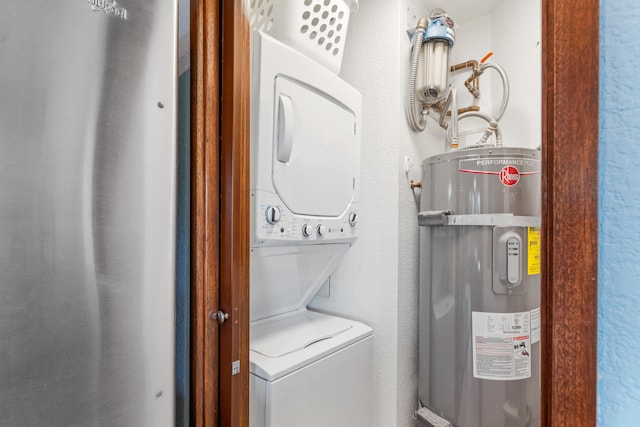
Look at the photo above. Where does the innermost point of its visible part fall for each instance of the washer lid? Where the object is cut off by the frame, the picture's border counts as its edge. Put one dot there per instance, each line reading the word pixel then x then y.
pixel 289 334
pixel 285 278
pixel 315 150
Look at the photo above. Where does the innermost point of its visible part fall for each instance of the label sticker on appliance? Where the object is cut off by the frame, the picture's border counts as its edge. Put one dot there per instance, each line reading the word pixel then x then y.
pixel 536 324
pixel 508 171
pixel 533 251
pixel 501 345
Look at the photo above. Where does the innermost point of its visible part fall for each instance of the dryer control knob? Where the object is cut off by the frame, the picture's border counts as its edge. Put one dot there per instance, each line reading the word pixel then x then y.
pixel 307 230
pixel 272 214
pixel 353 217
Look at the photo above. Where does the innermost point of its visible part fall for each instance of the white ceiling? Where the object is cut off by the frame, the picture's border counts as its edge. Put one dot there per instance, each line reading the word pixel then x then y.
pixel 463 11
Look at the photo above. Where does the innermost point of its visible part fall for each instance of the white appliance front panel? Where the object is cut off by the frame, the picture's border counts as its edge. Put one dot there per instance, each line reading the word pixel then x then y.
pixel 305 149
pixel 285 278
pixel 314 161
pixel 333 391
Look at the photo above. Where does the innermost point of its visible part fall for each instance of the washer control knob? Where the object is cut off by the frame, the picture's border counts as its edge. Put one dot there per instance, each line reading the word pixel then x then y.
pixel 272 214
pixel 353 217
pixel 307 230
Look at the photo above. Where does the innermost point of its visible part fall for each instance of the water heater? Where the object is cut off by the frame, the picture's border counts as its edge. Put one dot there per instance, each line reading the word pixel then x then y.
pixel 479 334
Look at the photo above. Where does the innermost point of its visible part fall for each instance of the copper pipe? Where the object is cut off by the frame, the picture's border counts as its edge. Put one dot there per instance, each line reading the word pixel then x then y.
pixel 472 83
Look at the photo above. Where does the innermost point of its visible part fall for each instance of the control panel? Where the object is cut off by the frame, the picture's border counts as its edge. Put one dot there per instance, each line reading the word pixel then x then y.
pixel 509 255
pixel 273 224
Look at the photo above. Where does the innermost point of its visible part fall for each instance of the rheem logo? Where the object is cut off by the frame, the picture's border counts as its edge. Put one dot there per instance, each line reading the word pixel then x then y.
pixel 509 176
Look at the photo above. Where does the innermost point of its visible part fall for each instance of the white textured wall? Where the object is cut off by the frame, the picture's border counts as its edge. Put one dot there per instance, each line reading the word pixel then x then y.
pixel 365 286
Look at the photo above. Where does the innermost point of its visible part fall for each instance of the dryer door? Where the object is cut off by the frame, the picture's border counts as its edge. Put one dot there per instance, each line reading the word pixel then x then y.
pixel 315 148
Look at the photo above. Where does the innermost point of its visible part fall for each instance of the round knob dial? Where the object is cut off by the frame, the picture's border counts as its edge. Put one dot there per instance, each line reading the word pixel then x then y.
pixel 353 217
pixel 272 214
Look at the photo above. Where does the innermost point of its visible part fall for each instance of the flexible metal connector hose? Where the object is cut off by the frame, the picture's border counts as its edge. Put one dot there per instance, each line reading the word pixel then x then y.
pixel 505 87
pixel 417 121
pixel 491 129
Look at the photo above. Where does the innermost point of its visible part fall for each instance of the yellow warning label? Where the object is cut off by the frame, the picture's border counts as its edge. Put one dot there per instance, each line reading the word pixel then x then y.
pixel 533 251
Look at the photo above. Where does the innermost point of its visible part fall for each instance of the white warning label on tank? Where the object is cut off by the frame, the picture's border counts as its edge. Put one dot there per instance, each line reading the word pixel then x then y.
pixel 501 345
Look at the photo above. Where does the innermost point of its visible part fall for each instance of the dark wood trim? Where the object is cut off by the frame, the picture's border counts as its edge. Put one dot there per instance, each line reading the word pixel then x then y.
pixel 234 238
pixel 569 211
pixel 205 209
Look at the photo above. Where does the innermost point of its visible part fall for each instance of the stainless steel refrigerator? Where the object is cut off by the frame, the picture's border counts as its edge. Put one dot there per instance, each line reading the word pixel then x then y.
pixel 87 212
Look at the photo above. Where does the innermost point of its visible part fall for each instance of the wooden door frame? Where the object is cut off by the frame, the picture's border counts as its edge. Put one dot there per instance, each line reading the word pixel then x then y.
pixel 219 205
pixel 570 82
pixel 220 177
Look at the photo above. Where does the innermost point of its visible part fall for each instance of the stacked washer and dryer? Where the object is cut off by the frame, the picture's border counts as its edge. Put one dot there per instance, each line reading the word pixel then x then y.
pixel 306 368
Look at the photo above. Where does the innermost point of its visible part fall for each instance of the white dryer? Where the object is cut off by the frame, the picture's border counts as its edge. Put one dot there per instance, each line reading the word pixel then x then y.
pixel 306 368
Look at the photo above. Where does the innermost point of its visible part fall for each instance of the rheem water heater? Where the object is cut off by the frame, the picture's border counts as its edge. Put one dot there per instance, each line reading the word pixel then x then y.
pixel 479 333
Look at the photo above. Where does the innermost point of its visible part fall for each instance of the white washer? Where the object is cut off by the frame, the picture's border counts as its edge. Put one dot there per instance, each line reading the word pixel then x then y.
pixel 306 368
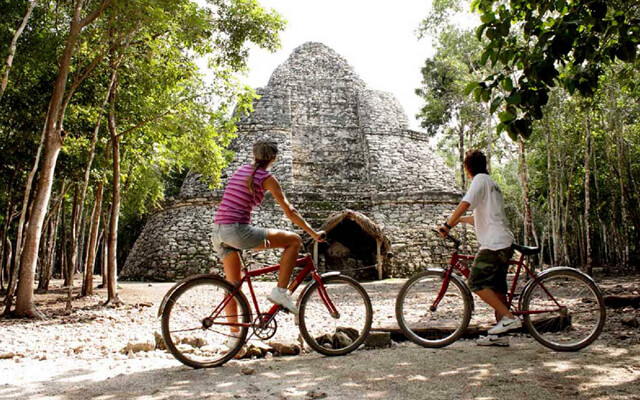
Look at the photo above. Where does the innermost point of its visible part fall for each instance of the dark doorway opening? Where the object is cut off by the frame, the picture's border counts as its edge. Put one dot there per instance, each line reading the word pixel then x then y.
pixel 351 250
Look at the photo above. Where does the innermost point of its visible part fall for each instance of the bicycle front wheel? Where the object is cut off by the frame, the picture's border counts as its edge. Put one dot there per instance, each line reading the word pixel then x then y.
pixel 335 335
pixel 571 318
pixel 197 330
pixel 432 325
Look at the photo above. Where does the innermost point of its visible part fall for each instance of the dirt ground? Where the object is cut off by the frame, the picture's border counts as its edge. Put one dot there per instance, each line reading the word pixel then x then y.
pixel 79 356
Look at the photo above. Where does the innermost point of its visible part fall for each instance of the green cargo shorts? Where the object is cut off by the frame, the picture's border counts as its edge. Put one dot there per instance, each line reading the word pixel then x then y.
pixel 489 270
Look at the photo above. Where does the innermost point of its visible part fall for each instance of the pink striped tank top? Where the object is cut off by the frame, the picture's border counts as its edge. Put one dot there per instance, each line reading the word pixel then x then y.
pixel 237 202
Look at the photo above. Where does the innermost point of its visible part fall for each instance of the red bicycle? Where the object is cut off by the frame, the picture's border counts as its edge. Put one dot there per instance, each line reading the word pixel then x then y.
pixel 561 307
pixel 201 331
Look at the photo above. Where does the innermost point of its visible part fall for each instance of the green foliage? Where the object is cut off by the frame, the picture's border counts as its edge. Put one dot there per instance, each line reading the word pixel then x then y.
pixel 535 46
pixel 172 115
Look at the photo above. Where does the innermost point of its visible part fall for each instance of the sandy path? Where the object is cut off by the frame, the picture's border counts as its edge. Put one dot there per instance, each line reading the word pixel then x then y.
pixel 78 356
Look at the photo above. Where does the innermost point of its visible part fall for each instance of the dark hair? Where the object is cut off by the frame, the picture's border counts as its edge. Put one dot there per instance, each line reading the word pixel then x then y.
::::
Problem. Reproduce the listing exactly, but omit every picture in it.

Reply.
Look at the photo above. Where does the innermost point of its visible part fall for each instance of the washer lid? Where the object is cut off by the frame, the picture's border counts as its edge. Put one dot there per instance, each line reading the word pixel then x then y.
pixel 289 334
pixel 285 278
pixel 315 150
Look at the photo above. Where does the innermost point of its visible part fall for each instance of the label sticker on appliance? Where the object is cut off by the frame, the picture's border counts as its edge. Put one dot there per instance, each line reading the word pixel then x then y.
pixel 536 324
pixel 508 171
pixel 533 251
pixel 501 345
Look at the photo above. Where does the innermost point of its visible part fall for each instance of the dryer control knob? Where the object is cut off by the frame, the picture's border counts as its edge. Put one dot there per instance, each line reading the word pixel then x then y.
pixel 307 230
pixel 272 214
pixel 353 217
Look at the photo above. Where does the innermost point of its visible part fall for each instance of the white ceiling? Where the object is cut off by the frame, the picture's border counts as its edge. Put one dot there per instance, each line reading the word pixel then x then y.
pixel 463 11
Look at the photo above. Where does the innermost point of its visible part fall for each instance of the white appliance front panel? Where the object is cut off by the frame, the picture's border counts as its edge. Put one dot there per instance, each line reading the word pixel then x then y.
pixel 305 149
pixel 285 278
pixel 314 161
pixel 333 391
Look at the photo above. Where does the innermost point of its visible part fall for each instance of the washer control knob? Where the object is cut off by the frame, the picture's border counts as its edge. Put one dot there per instance, each line reading the word pixel then x then y.
pixel 272 214
pixel 353 217
pixel 307 230
Look at the photo above. Where does the innermost point of its visible part fall for each instance of the water heater? Where the object is cut off by the frame, the picture's border counts as its edge. Put one dot there per instance, each line reading the word pixel then x then y.
pixel 479 334
Look at the photo above. Where does the innermost point of its visible part fall for each instance of the copper pipe? Where the object is cut off by the frame, the picture's border counts as its edge. Put one dot there per instance, each line reading the word pixel then x then y.
pixel 472 83
Look at the photo above. Where does the innermost point of its visible part fall for each instance of the control panel? Where the object is cut off by the frame, the picture's border counts as its edge. Put one dot there per instance, each line reading the word pixel then x then y.
pixel 509 255
pixel 273 224
Look at the photo above. Where does the innermost point of its visible part fall for each instance of the rheem logo? Where the object is cut off by the frame, the picture's border counts as its edge. Put one dot there per instance, each line reading the word pixel then x then y.
pixel 509 176
Look at the photo above. Where does the innermost point of its visible part fall for each instance of the white textured wall? Where the object is cut off by the frame, the picture's border counts as its edge. Put one dot there per instance, each line reading the word pixel then x then y.
pixel 365 286
Look at the photo above. Where does the innermost point of its visible part fall for each instance of the dryer door? Where the object is cut off by the frame, the picture's border counts as its edge. Put one dot there per instance, each line reading the word pixel then x then y.
pixel 315 148
Look at the photo above. Where does the innermost point of its visible part fall for each instance of the round knob dial? Where the object is cut off by the frame, the picture's border counts as its edge. Put one dot there per instance, each line reading the word pixel then x then y.
pixel 353 217
pixel 272 214
Look at the photo above. Where does the innermost point of its visible part fall for each instance of the flexible metal connector hose? Where the object is cut off by the frame, the picture's border counts as its edge. Put one dot there per instance, each line reading the word pixel then x then y.
pixel 505 87
pixel 417 121
pixel 491 129
Look at the photo above. Where does the innermost point of its visible part fall for each instance of the yellow warning label? Where the object is cut off by the frame, the picture's border counts as its edge. Put one dot there per instance, each line reading the word pixel then x then y.
pixel 533 251
Look at the photo above. Where does the innermost point of its visible part fall for each instance of the white warning label on tank? Where the object is cut off by the frame, the picture's border counts as its edge. Put one dot there per instance, each line reading the word pixel then x then y.
pixel 501 345
Look at the photo above. Where does the innermost point of its visible part fall for each instance of the dark wood trim? Where the object is cut off by the frame, the picture's border counts as its edge. Put one dot there per instance, each line reading the word pixel then x then y.
pixel 234 238
pixel 569 211
pixel 205 209
Look at the photo above. Where does the innermost point of its visible part fall for each instance of the stainless steel refrigerator? Where the object is cut off by the frame, the picture's border counts as its edge. Put one dot there per instance, each line reading the word pixel then x then y.
pixel 87 212
Look at the photo above. Where does the innermost point of its visible part fall for each instance of the wooden door frame? Where the object is cut off by the frame, the picture's border counts as its edge. Put one dot there per instance, each line reading the word pixel then x then y.
pixel 219 205
pixel 570 82
pixel 220 177
Look at the photo above. Where does the innermost point of its visible part fall for each instance of the stacked washer and dryer? Where the object is cut off by the frame, the picture's border counts as its edge. Put one dot there per instance, each line reading the word pixel then x then y.
pixel 306 368
Look at the photo above. Where does the innermost point of its visible part fall for each instance of the white dryer? Where the object is cut off by the frame, the picture's border counts as its edge. Put one dot there per instance, each line reading the word pixel then x then y.
pixel 306 368
Look at the photo above. Where does the innermost point of its visible part fall for each instance of the rheem water heater? Where the object is cut off by the frame, the picture's border counts as its edge. Put one dot there per instance, each line reading the word pixel then x then y.
pixel 479 333
Look at the photo above. Where does the innermost point of its visible part fall for each instance of the white washer? Where the object is cut off by the frame, the picture's border counts as its edge. Put one dot there per instance, each line reading the word pixel then x then y.
pixel 306 368
Look at the photo above. Where does the innermost point of its visible part fall for each instance of the dark doorway opening? Where the object is cut off by the frame, the picture's border counts as its edge. Put one dot there per instance, each line reading the word pixel then x then y.
pixel 351 250
Look at the photo above. Where does the innermost point of its visible part fall for each instance of the bicycle front wheel? Where the object is cut off by the frame, the picture's border counts as its edge. Put one dot there per instance, each line reading the word pixel then x then y.
pixel 335 335
pixel 571 318
pixel 197 330
pixel 432 325
Look at the photo above. Where does the innermost point of its visible part fall for each instance of the dirt ground? Where the object is cut off by the frame, the picture's border counts as its edge. Put one dot there per instance, each line reading the word pixel then x then y.
pixel 79 356
Look at the photo above. Where does the innermost point of its visible part fall for each instance of the green cargo shorts? Where the object is cut off by the frame, the picture's border counts as its edge. Put one dot there per instance, each line reading the word pixel then x then y.
pixel 489 270
Look at the photo above. Where does the innermost point of its visible part fall for each instance of the pink striped tank top? Where the object is cut off by the frame, the picture's border counts as its edge. Put one dot there per instance, each line reading the word pixel then x then y.
pixel 237 202
Look at the photo above. Where does the innermost point of its visible part fall for each instance of the red bicycle? Where the object is cut off by the frame, the picture's border counts as its edge. Put one dot there per instance, each line reading the word pixel then x then y.
pixel 561 307
pixel 201 331
Look at the photo above. Where does the innermost point of its visible part fall for each instance of the green foliage? Where the object is cut off by the frame, the picture's border counts as its edge. Put one dot there per instance, each line reading the word pixel then x then y.
pixel 535 46
pixel 172 115
Look at the photo above. Where does the innermost point of its visible part fall for each instance of the sandy path? Where the object is cut off by the frame, the picture's border counts as its edge. Put one dot there per instance, each line reading the word pixel then x then y.
pixel 78 356
Look at the photo above. Where does the innermost point of its visible part fall for each instance of the dark hair? Where the object is cut off by the frame, the picture's border counts as its edge. Put one dot there per instance, each line reading the word pixel then x then y.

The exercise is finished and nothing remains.